[EXCERPT]
============================================================
I've yet to try the Auzentech X-FI prelude, I'm a bit put off because of Creatives flacky history despite reading good reviews.


----------



## btarunr (Nov 27, 2007)

Darren said:


> I thought the X-meridian had 128 voices? http://auzentech.officewebsiteonline.com/data/FinalComparisonChart1.pdf
> 
> Although the X-meridian is out of production, you have to respect Auzentech for continuing it's support indefinitely. Not that it needs much support as it's current drivers are practically flawless.
> 
> I've yet to try the Auzentech X-FI prelude, I'm a bit put off because of Creatives flacky history despite reading good reviews.



Those are driver-enabled software voices, fool.

The CA-20K1 audio processor on X-Fi cards (excluding Xtreme Audio) has Hardware mixing of voices where the OS relays raw stacks of audio data (samples) to the card and the audio processor does the job of translating them into the digital signal that either go to the SPDIF or to the DAC, OPAMP and finally to the speakers. 

Whereas in a card like X-Meridean, the hardware can take only 16 simultaneous voices. The driver makes the CPU do the mixing job for 128 simultaneous voices, depending on the speaker configuration and the audio channels required by the stream (stereo/quad/5.1/7.1), these 16 voices are allocated by the CMI-8788, the processed stream is delivered to the 8788 which simply forwards the digital signal to the DAC(s) and OPAMP(s).

If you ask me about the number of software voices of the X-Fi series cards, there are...hold your breath...65536.
============================================================
[DATA EXCERPTS]

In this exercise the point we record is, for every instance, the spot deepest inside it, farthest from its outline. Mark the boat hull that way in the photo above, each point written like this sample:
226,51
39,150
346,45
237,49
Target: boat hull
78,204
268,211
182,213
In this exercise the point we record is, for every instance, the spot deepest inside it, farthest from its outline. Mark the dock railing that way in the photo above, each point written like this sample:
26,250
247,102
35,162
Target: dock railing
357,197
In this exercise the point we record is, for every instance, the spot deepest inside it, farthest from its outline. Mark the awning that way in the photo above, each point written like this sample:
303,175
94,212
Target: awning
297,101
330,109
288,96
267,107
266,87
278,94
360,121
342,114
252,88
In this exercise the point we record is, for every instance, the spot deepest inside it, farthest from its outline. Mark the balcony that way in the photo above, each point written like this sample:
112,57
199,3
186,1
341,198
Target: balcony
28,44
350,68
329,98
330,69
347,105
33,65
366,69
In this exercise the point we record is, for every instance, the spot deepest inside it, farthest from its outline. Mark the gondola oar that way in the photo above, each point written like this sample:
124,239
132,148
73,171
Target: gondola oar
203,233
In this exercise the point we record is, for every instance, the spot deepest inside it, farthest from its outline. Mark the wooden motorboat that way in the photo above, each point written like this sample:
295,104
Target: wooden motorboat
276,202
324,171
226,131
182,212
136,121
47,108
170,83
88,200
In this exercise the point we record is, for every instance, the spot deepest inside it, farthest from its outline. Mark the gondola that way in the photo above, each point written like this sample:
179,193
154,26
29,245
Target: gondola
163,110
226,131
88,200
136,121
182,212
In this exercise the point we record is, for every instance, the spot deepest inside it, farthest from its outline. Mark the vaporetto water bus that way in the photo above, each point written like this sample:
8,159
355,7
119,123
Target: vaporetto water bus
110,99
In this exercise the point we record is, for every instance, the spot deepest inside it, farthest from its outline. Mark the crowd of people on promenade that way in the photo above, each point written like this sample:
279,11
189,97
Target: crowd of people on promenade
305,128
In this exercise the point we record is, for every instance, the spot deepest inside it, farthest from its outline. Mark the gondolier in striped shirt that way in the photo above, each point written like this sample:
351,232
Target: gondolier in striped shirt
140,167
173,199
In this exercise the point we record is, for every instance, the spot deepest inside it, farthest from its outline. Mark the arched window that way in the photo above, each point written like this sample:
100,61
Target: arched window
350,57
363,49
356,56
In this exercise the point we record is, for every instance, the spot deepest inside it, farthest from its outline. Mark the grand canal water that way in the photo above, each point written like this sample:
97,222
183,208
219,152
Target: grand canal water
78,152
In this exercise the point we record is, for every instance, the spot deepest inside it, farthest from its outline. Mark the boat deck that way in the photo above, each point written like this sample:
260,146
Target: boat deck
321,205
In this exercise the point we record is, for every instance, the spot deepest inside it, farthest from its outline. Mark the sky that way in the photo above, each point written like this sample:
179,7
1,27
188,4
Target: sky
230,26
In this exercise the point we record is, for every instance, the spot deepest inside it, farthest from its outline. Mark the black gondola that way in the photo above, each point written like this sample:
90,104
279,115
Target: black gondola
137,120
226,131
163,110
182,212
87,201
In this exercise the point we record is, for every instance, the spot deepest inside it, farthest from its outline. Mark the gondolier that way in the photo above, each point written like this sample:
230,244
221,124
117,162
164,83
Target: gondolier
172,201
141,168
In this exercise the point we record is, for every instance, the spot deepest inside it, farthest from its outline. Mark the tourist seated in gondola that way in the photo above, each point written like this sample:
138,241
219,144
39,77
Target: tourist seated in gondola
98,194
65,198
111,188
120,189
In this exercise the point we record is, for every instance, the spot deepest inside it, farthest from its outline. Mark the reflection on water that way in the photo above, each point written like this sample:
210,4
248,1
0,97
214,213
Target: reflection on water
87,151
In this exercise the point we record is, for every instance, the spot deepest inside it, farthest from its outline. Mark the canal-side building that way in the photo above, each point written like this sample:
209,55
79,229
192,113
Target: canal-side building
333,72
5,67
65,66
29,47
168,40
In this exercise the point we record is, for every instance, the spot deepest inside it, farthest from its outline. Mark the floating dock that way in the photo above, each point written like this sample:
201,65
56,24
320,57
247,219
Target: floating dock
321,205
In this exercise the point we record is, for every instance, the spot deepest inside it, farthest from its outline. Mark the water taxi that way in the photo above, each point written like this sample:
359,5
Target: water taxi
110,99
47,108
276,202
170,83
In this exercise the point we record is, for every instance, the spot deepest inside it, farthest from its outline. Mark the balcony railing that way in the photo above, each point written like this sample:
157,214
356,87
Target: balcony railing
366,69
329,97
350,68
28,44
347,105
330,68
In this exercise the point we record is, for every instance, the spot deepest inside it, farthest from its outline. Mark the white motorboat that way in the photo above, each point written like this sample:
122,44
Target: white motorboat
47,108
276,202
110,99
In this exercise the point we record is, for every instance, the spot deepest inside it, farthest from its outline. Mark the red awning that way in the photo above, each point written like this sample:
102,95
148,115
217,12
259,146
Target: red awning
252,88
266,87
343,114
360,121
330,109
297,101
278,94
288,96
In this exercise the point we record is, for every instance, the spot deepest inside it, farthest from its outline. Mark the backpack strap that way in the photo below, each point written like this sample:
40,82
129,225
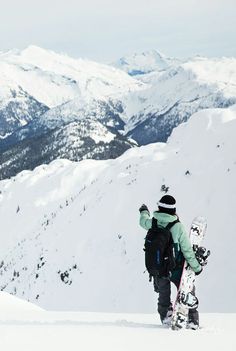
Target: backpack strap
171,224
154,223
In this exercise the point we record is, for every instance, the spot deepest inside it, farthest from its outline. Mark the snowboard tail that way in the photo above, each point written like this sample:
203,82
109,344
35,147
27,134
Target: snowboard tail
186,299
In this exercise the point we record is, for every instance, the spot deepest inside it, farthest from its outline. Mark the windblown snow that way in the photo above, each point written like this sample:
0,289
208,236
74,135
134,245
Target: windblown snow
70,238
30,328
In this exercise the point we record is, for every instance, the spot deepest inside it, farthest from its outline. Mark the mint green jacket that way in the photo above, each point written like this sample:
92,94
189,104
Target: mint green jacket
179,235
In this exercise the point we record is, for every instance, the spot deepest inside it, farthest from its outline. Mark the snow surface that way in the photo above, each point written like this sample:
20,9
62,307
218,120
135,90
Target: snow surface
69,231
42,330
33,329
54,79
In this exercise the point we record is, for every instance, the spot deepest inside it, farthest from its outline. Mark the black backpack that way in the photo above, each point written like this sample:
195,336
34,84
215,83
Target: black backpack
159,250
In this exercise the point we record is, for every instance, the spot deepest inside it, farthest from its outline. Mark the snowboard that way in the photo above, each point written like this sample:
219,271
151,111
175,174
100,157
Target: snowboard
185,299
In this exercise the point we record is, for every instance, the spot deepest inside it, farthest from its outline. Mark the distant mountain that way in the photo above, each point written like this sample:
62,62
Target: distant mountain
42,91
70,238
145,62
76,141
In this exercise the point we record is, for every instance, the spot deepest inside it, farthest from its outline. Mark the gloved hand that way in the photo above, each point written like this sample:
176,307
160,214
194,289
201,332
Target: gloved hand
============================================================
[EXERCISE TASK 1]
Reproduce the sound card forum excerpt word for word, from "The CA-20K1 audio" up to and including "DAC(s) and OPAMP(s).".
[EXERCISE TASK 2]
Carry on the sound card forum excerpt past its final sentence.

[EXERCISE OUTPUT 1]
The CA-20K1 audio processor on X-Fi cards (excluding Xtreme Audio) has Hardware mixing of voices where the OS relays raw stacks of audio data (samples) to the card and the audio processor does the job of translating them into the digital signal that either go to the SPDIF or to the DAC, OPAMP and finally to the speakers. 

Whereas in a card like X-Meridean, the hardware can take only 16 simultaneous voices. The driver makes the CPU do the mixing job for 128 simultaneous voices, depending on the speaker configuration and the audio channels required by the stream (stereo/quad/5.1/7.1), these 16 voices are allocated by the CMI-8788, the processed stream is delivered to the 8788 which simply forwards the digital signal to the DAC(s) and OPAMP(s).

[EXERCISE OUTPUT 2]
Well, I'm a patron of Auzen too. I really like their support. Rumors run that Creative played foul here and gave its X-Fi technology to Auzen on the condition that they stop the production of the X-Meridean. They didn't want to have two competing high-end products from Auzen. Auzen is a small company with the hunger to grow. They had little choice but to abandon X-Meridean's production in the hope that X-Fi Prelude would make up for the sales (which it didn't). On the website, they simply gave a lame excuse that "We stopped production because of chipset unavailability". Bullshit. If that was the case, C-Media would list the CMI-8788 into "archived products" and not "flagship products". Secondly you have another card, the HT Omega Claro Plus that uses the same chipset and is very-much in production. It uses the DACs made by Analog Devices. Sounds awsome on my cousin's rig.


----------



## Darren (Nov 27, 2007)

btarunr said:


> Those are driver-enabled software voices, fool.
> 
> The CA-20K1 audio processor on X-Fi cards (excluding Xtreme Audio) has Hardware mixing of voices where the OS relays raw stacks of audio data (samples) to the card and the audio processor does the job of translating them into the digital signal that either go to the SPDIF or to the DAC, OPAMP and finally to the speakers.
> 
> ...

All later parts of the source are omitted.